[RECORDS SHOWN — start]
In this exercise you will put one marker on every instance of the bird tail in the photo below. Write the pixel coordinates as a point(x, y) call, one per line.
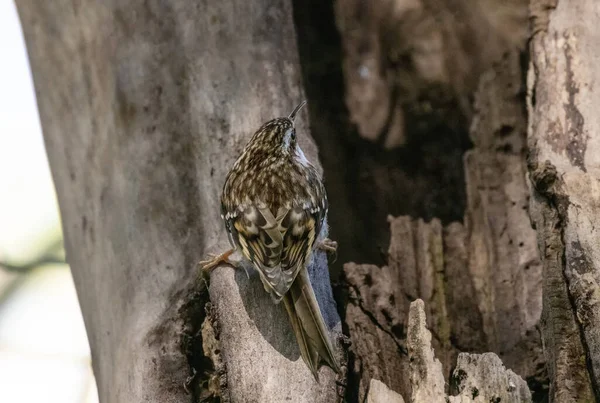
point(308, 325)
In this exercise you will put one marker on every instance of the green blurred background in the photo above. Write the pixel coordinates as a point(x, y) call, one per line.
point(44, 352)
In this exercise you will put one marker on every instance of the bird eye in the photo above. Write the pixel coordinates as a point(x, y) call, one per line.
point(289, 137)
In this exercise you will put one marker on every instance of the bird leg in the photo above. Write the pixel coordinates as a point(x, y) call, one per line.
point(328, 246)
point(214, 260)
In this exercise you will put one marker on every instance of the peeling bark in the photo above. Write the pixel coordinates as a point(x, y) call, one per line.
point(563, 167)
point(144, 107)
point(481, 280)
point(479, 378)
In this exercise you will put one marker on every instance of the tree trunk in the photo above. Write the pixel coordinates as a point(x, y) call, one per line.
point(144, 107)
point(418, 108)
point(564, 125)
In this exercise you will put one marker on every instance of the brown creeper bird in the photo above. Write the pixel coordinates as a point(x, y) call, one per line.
point(274, 207)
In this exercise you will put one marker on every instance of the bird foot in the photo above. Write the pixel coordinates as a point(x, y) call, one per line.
point(328, 246)
point(214, 260)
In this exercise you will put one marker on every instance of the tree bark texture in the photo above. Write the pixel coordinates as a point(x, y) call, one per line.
point(564, 164)
point(480, 277)
point(144, 107)
point(419, 112)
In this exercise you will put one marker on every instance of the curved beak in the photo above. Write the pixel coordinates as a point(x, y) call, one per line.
point(296, 110)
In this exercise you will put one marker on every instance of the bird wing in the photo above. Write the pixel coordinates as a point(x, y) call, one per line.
point(278, 245)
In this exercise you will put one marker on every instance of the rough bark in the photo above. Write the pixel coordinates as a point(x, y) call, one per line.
point(479, 378)
point(481, 280)
point(563, 100)
point(144, 106)
point(406, 70)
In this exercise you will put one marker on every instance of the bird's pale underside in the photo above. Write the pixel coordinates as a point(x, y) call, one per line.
point(274, 207)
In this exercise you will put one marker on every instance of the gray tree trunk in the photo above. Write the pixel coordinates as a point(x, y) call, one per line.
point(564, 142)
point(144, 107)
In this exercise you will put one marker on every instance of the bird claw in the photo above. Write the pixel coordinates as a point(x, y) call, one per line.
point(214, 260)
point(328, 246)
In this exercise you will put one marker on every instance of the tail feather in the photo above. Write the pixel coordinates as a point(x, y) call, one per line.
point(308, 325)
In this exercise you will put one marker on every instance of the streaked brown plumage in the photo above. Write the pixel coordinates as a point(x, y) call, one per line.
point(274, 207)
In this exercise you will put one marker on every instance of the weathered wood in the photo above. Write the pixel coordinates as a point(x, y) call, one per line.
point(479, 378)
point(481, 280)
point(564, 143)
point(144, 107)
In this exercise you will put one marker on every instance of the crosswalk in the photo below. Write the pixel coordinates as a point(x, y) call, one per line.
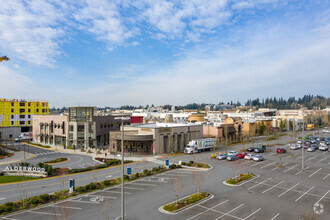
point(46, 153)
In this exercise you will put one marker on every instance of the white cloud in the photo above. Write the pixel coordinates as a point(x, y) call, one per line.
point(28, 31)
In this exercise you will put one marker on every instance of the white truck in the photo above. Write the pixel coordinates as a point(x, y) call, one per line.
point(26, 136)
point(199, 145)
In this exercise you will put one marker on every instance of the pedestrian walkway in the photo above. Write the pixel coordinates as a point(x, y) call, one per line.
point(16, 158)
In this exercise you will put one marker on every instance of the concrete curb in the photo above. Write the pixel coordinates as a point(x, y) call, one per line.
point(160, 209)
point(241, 183)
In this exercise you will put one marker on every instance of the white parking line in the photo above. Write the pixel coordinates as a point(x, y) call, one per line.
point(287, 190)
point(259, 183)
point(322, 197)
point(275, 216)
point(303, 170)
point(65, 207)
point(322, 159)
point(278, 167)
point(273, 186)
point(314, 172)
point(326, 176)
point(127, 187)
point(311, 158)
point(252, 213)
point(268, 164)
point(213, 210)
point(304, 193)
point(44, 213)
point(290, 168)
point(143, 184)
point(208, 210)
point(230, 211)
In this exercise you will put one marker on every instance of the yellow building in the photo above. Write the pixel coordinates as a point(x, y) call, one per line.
point(18, 112)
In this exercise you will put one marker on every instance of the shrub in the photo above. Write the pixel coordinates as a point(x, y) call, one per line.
point(44, 197)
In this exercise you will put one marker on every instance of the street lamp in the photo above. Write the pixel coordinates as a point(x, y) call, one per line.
point(122, 165)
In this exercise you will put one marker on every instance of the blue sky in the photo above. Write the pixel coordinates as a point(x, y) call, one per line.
point(112, 53)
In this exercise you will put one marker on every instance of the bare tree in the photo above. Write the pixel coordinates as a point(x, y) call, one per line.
point(177, 185)
point(198, 179)
point(236, 165)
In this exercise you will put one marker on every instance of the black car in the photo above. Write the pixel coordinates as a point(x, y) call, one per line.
point(258, 150)
point(315, 146)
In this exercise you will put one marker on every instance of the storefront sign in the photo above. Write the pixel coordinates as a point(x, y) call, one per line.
point(20, 168)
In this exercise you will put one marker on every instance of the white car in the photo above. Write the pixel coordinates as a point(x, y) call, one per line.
point(249, 157)
point(323, 148)
point(232, 153)
point(258, 158)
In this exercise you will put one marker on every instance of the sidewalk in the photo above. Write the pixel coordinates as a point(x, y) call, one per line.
point(111, 156)
point(16, 158)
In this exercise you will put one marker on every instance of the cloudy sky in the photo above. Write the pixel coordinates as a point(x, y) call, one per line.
point(117, 52)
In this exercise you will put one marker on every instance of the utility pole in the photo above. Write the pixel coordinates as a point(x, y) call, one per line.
point(302, 148)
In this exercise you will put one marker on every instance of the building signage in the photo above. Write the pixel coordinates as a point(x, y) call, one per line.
point(20, 168)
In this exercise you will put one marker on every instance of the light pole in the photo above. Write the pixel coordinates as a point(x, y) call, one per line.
point(302, 148)
point(122, 166)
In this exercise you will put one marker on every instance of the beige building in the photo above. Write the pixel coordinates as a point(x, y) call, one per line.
point(155, 138)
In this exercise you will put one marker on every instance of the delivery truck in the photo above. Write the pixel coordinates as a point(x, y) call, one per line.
point(199, 145)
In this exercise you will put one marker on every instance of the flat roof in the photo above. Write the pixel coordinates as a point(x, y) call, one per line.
point(162, 125)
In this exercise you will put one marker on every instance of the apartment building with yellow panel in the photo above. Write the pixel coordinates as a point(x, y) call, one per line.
point(16, 115)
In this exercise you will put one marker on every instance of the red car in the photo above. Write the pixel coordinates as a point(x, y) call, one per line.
point(241, 155)
point(280, 150)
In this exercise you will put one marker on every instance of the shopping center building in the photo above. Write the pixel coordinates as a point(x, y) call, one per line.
point(80, 128)
point(155, 138)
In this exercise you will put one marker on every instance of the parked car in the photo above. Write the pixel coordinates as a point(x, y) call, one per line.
point(232, 153)
point(310, 149)
point(249, 157)
point(232, 157)
point(241, 155)
point(280, 150)
point(222, 157)
point(258, 150)
point(323, 148)
point(295, 146)
point(315, 146)
point(258, 158)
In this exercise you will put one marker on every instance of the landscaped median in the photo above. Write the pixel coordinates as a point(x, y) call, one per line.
point(239, 180)
point(35, 201)
point(176, 206)
point(58, 160)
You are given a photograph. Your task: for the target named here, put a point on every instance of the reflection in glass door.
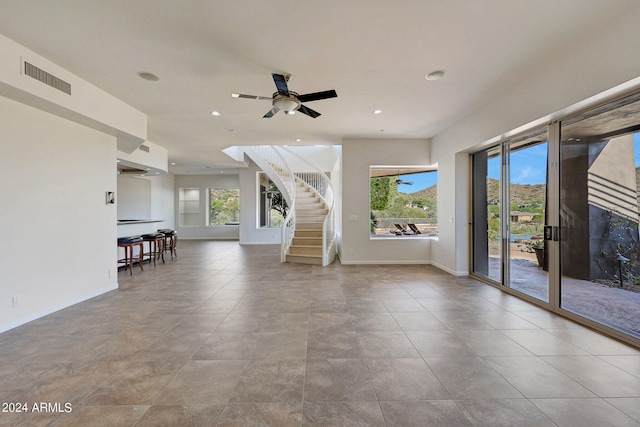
(600, 247)
(527, 213)
(487, 214)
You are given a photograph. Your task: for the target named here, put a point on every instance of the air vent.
(46, 78)
(131, 171)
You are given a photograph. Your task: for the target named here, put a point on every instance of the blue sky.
(420, 182)
(528, 165)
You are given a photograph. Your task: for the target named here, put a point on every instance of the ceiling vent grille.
(46, 78)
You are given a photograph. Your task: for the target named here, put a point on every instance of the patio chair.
(401, 229)
(414, 229)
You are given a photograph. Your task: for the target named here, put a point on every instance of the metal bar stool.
(128, 243)
(172, 237)
(156, 246)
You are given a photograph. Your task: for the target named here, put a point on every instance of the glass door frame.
(553, 245)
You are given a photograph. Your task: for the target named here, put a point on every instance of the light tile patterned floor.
(226, 335)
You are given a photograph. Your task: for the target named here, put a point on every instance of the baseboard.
(386, 262)
(450, 271)
(32, 317)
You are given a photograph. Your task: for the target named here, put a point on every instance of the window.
(224, 206)
(404, 201)
(189, 207)
(272, 207)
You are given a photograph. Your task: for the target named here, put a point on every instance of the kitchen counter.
(135, 227)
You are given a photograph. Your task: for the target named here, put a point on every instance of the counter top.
(138, 221)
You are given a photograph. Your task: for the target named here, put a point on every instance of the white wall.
(59, 236)
(133, 198)
(162, 200)
(357, 156)
(250, 232)
(557, 86)
(87, 105)
(203, 182)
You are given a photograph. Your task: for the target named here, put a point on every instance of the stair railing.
(321, 184)
(271, 161)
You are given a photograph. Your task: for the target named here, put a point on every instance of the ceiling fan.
(289, 101)
(399, 181)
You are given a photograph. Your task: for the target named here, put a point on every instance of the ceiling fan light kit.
(288, 101)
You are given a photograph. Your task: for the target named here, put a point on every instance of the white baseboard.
(31, 317)
(450, 271)
(386, 262)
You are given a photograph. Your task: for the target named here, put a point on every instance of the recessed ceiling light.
(435, 75)
(148, 76)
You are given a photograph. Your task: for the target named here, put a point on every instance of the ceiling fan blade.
(318, 95)
(308, 111)
(271, 112)
(242, 95)
(281, 84)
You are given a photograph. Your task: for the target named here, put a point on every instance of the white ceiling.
(374, 53)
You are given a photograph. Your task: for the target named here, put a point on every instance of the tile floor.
(225, 335)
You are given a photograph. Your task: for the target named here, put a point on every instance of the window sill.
(403, 237)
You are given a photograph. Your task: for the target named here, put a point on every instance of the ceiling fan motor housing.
(286, 103)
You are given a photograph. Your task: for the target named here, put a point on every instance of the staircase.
(306, 247)
(308, 232)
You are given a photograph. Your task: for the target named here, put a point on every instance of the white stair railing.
(275, 166)
(322, 186)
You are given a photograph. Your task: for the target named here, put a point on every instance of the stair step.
[RECORDS SHOWN — finish]
YOUR OBJECTIVE >>
Exactly reproduce the lines of the entries above, from the one containing "the white ceiling." to the very last, and no others.

ANSWER TO THE PROBLEM >>
You are given a photograph. Your task: for the target named here, put a point on every instance of the white ceiling.
(374, 53)
You are given a photograph. Your task: for the target named here, put a point on every instance of the tile floor.
(225, 335)
You are given a photograph. Your task: for the target named here, put a point on every instance of the window sill.
(403, 237)
You are given a photograph. Your task: for the target named here, put a point on every instance of the ceiling fan motor housing.
(286, 103)
You are given a photograph. Your task: for the target named here, put a point on every instance of the staircase.
(306, 247)
(308, 232)
You are given a photograph. Your task: for the target named here, put a point on every instance of the white stair railing.
(275, 166)
(322, 186)
You are given a photograph. Your task: for the target named here, put a point on every instance of the stair step.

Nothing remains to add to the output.